• WORK REQUIRED: Please extract each line from the items below that contains the word "painted", copying every such line in full.

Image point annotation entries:
════════════════════
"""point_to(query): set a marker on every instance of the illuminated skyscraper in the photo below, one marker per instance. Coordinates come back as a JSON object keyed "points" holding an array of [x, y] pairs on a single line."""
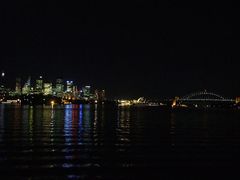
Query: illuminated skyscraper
{"points": [[69, 86], [47, 89], [100, 95], [18, 86], [59, 87], [39, 85], [27, 86], [2, 80], [86, 91]]}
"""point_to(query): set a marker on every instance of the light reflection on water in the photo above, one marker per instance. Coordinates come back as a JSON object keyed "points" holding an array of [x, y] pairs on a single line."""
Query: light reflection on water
{"points": [[88, 141]]}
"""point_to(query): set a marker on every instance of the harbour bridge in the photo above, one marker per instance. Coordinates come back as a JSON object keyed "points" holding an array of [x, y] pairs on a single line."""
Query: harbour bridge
{"points": [[204, 99]]}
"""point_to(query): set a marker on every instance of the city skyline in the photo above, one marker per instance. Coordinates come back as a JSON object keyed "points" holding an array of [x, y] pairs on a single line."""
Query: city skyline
{"points": [[159, 50]]}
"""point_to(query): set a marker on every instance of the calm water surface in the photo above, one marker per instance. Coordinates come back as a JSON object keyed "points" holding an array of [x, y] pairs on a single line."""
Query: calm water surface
{"points": [[103, 142]]}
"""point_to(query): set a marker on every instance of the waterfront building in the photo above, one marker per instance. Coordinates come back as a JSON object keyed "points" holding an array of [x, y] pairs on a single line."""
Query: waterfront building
{"points": [[100, 95], [18, 87], [237, 100], [39, 85], [47, 89], [27, 86], [86, 91], [59, 89], [69, 86]]}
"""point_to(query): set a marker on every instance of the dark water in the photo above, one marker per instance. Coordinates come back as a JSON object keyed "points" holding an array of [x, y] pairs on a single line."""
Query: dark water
{"points": [[97, 142]]}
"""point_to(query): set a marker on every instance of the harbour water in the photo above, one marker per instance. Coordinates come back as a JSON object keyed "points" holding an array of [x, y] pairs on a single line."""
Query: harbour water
{"points": [[107, 142]]}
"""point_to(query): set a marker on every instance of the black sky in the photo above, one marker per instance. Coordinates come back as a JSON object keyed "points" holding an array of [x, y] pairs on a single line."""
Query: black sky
{"points": [[143, 48]]}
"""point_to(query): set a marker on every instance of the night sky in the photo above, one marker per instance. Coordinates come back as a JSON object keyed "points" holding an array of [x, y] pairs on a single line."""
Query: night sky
{"points": [[143, 48]]}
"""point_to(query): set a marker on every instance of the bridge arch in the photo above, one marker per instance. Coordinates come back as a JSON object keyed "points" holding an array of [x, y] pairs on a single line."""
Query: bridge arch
{"points": [[203, 95]]}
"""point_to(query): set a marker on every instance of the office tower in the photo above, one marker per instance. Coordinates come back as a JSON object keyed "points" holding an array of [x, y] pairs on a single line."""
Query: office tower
{"points": [[69, 86], [2, 81], [27, 86], [59, 89], [39, 85], [18, 86], [47, 89], [86, 91], [100, 95]]}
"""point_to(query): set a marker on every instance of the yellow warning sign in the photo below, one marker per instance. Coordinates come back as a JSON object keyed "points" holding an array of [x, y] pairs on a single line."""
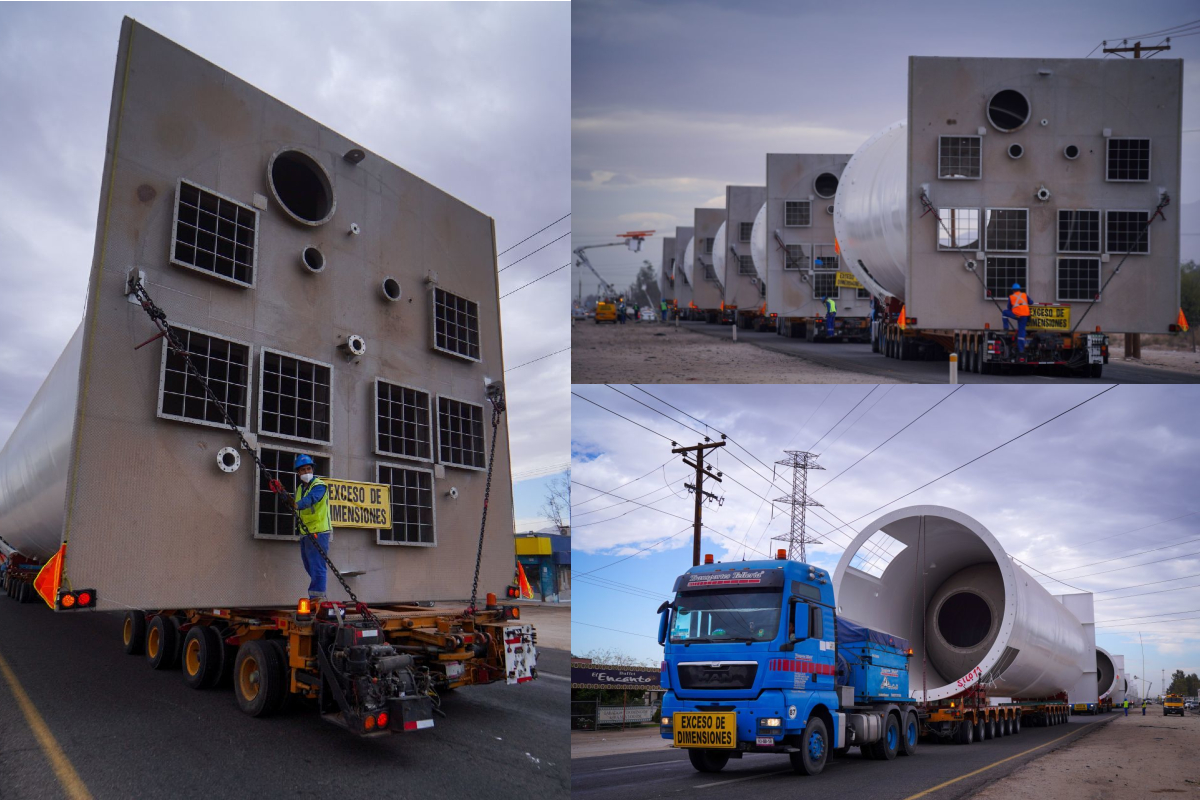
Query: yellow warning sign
{"points": [[847, 281], [359, 505], [1049, 318]]}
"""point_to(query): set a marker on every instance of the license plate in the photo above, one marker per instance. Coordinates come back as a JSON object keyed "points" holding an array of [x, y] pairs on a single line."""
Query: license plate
{"points": [[717, 729]]}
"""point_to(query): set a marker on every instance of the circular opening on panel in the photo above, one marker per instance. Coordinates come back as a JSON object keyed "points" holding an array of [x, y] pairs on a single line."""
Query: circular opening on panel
{"points": [[313, 259], [826, 185], [301, 186], [1008, 109], [964, 619]]}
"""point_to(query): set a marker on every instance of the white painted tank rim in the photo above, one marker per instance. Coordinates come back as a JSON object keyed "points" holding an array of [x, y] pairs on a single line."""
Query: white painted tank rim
{"points": [[1007, 571]]}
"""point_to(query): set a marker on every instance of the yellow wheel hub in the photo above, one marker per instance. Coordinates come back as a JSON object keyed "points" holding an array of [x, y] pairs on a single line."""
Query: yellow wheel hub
{"points": [[192, 657], [249, 679]]}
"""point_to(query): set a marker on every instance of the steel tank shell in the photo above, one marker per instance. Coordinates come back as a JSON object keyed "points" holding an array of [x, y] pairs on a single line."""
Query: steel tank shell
{"points": [[35, 461], [759, 241], [719, 253], [1032, 647], [870, 212]]}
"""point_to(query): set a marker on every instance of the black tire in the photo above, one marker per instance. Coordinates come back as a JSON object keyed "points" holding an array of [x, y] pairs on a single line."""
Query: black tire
{"points": [[708, 761], [162, 643], [202, 657], [909, 735], [885, 750], [133, 633], [258, 678], [814, 749]]}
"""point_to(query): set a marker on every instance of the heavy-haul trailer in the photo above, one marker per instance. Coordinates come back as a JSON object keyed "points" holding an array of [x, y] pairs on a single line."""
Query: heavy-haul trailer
{"points": [[757, 660], [159, 479], [1053, 174]]}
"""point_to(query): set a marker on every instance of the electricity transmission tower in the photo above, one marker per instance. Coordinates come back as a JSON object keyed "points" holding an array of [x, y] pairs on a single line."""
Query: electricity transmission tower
{"points": [[801, 462]]}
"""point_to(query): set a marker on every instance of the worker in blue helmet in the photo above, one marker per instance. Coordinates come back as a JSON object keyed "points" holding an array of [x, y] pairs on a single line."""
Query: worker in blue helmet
{"points": [[312, 505], [1018, 310]]}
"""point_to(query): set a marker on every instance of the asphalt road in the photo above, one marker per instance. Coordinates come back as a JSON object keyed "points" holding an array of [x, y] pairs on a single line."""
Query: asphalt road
{"points": [[858, 358], [130, 732], [667, 773]]}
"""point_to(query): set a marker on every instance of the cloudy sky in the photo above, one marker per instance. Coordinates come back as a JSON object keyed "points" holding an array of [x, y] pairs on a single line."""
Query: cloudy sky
{"points": [[673, 101], [1078, 499], [473, 98]]}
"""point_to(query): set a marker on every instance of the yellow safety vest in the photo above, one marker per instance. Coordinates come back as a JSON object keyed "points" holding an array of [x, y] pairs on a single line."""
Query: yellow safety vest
{"points": [[315, 517]]}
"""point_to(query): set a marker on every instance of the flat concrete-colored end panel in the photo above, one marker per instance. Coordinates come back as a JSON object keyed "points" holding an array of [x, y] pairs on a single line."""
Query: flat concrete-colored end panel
{"points": [[683, 286], [1071, 103], [987, 620], [804, 180], [151, 522], [666, 271], [706, 289], [742, 281]]}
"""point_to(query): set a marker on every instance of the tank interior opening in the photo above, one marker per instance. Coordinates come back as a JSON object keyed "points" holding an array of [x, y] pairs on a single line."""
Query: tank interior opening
{"points": [[964, 619], [1008, 109], [301, 186], [826, 185]]}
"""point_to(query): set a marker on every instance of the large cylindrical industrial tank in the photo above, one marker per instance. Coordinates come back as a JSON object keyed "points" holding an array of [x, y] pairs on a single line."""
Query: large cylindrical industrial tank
{"points": [[689, 254], [870, 212], [759, 241], [719, 254], [35, 459], [1108, 679], [973, 613]]}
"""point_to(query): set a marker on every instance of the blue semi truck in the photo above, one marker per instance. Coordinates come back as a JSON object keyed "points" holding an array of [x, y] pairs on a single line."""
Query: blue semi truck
{"points": [[757, 661]]}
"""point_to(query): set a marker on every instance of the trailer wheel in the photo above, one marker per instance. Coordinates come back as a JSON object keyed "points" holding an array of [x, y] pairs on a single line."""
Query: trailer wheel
{"points": [[202, 657], [909, 735], [133, 633], [258, 678], [708, 761], [814, 749], [162, 643]]}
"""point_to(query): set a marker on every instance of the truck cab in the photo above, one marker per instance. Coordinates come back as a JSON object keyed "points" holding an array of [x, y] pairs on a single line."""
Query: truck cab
{"points": [[753, 666]]}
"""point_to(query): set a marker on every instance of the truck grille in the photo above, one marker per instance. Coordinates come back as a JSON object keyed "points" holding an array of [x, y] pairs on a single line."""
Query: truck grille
{"points": [[721, 677]]}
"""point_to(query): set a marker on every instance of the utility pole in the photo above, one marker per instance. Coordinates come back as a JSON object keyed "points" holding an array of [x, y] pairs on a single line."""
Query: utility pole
{"points": [[801, 462], [701, 474], [1133, 341]]}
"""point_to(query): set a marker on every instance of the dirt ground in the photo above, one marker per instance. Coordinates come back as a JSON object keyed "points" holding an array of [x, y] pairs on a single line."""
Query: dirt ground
{"points": [[1132, 757], [1157, 356], [654, 353]]}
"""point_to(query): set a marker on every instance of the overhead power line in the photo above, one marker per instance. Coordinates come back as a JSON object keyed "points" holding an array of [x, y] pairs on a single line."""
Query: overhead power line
{"points": [[537, 251], [534, 234]]}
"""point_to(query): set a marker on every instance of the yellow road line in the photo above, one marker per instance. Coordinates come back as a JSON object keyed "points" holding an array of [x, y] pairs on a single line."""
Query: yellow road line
{"points": [[71, 782], [984, 769]]}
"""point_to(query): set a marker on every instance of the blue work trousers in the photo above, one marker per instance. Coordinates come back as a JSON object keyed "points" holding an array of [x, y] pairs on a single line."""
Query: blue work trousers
{"points": [[1020, 328], [313, 564]]}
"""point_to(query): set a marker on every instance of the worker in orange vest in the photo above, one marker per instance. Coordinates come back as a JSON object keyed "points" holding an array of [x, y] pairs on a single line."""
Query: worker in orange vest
{"points": [[1019, 310]]}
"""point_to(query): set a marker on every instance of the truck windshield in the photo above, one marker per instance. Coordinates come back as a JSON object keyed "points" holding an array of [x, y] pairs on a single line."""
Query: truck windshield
{"points": [[723, 615]]}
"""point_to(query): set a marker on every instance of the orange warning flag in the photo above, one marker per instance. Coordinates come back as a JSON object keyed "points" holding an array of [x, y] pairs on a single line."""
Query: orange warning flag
{"points": [[49, 578], [523, 582]]}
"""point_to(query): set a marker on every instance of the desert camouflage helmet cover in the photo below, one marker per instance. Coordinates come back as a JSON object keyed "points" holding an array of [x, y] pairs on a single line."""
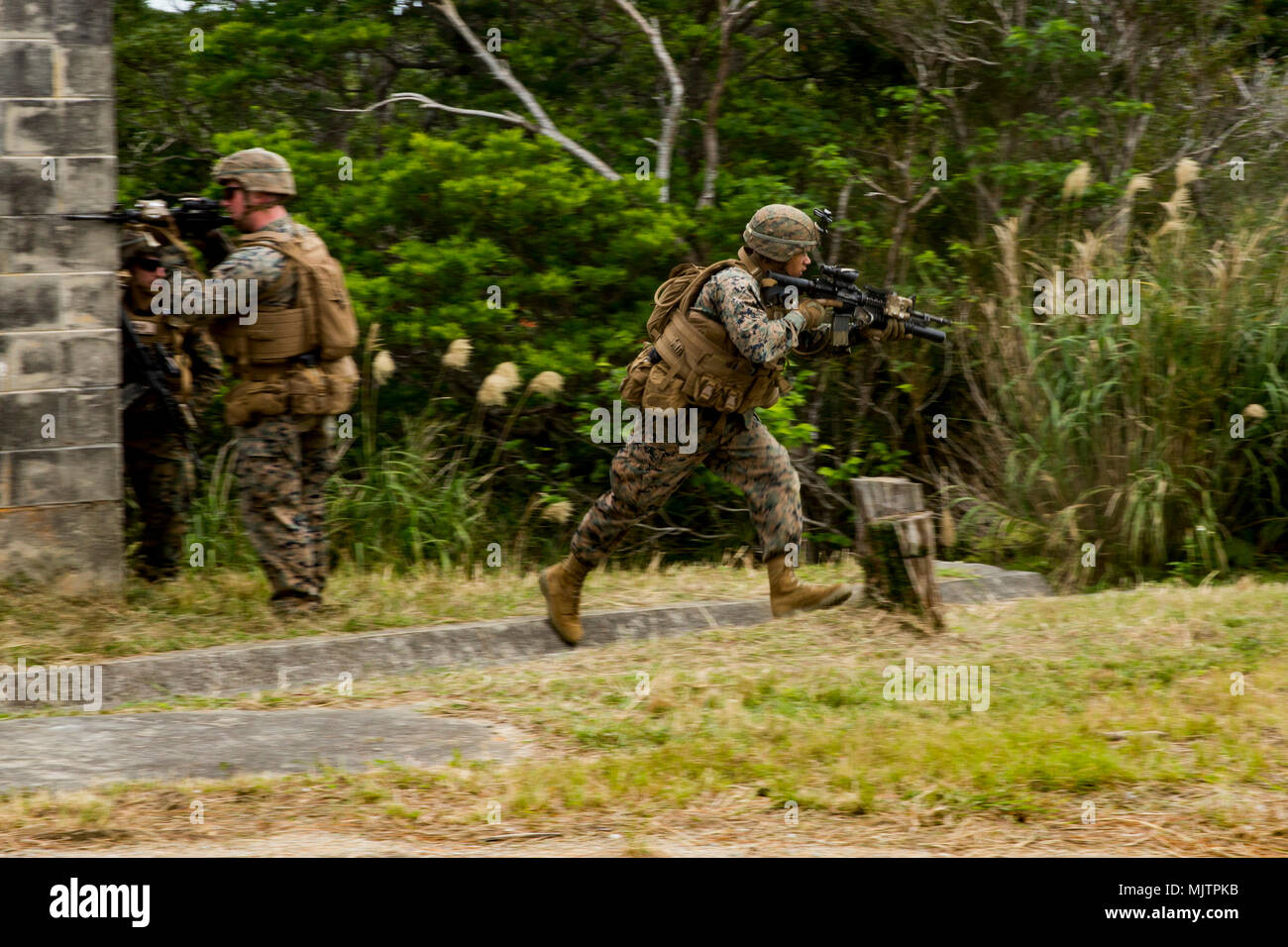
════════════════════
• SOLUTION TO THIS EXERCISE:
"""point_to(query): set a marker on every instance of the white painted tank rim in the photo above, one marker per instance. Coordinates come back as a JSON object keyed "points" holding an array of [x, y] pairs on a single line."""
Query: white painted tank rim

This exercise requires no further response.